● DOCUMENT:
┄┄┄┄┄┄┄┄┄┄
It's kind of funny to me, so many people on here have their "dream bettas", like ones from Aquabid. And don't get me wrong, those bettas are gorgeous and most likely worth every penny. But for me, I would use my betta room to rescue bettas from horrible pet store conditions. I look at the bettas on Aquabid and I think "Yeah, that's pretty, BUT LOOK AT MY COMMON PET STORE VEILTAIL! ISN'T HE GAW-GEOUS??" I dunno, to each his own. I guess I just feel like the bettas on Aquabid will find a home, no matter what, since the breeders obviously took the time to make quality bettas. Whereas the common pet store ones don't necessarily get the proper care. Correct me if I am wrong on this, because I don't know much about Aquabid or common breeder practices.

Though I do hope to someone have an HM, they are neato.


----------



## LittleBettaFish (Oct 2, 2010)
┄┄┄┄┄┄┄┄┄┄
[Saved data entries]
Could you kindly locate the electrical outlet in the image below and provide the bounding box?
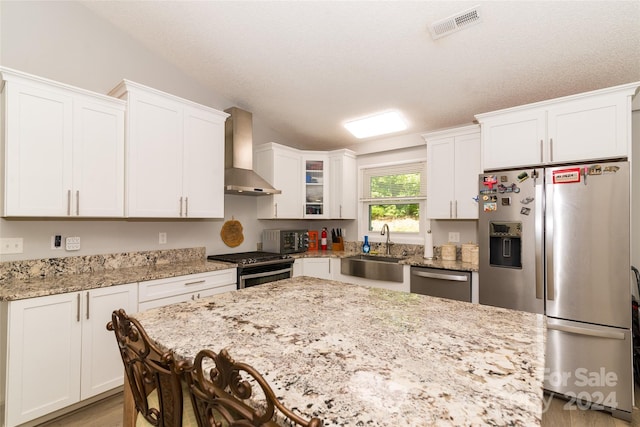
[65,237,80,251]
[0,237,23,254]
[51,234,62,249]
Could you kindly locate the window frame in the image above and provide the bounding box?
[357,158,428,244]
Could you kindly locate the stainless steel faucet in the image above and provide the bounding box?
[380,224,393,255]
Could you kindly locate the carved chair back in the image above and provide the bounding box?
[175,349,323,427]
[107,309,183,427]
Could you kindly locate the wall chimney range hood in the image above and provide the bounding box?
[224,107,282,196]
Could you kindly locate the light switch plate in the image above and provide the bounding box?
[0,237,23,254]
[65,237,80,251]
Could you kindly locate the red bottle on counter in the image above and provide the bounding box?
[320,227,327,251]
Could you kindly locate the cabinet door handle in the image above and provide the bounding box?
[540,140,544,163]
┄┄┄┄┄┄┄┄┄┄
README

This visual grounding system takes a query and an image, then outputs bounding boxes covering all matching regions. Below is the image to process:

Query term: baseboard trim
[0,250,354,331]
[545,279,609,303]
┄┄┄┄┄┄┄┄┄┄
● TASK REQUIREMENTS:
A - In the betta forum post, what would the writer use a betta room for?
B - In the listing, substitute "red jar" for "red bottle" in the part that opens with the line containing "Could you kindly locate the light" and closes with the line containing "[540,140,544,163]". Return only that part.
The forum post and the listing were taken from unrelated sources.

● EXPECTED RESPONSES:
A - To rescue bettas from horrible pet store conditions.

B -
Could you kindly locate the light switch plate in the image above and provide the bounding box?
[0,237,23,254]
[65,237,80,251]
Could you kindly locate the red jar on counter in the image above and provide the bounding box?
[320,227,327,251]
Could you kindly locate the cabinet door handle in the image above and provide the bounding box?
[540,140,544,163]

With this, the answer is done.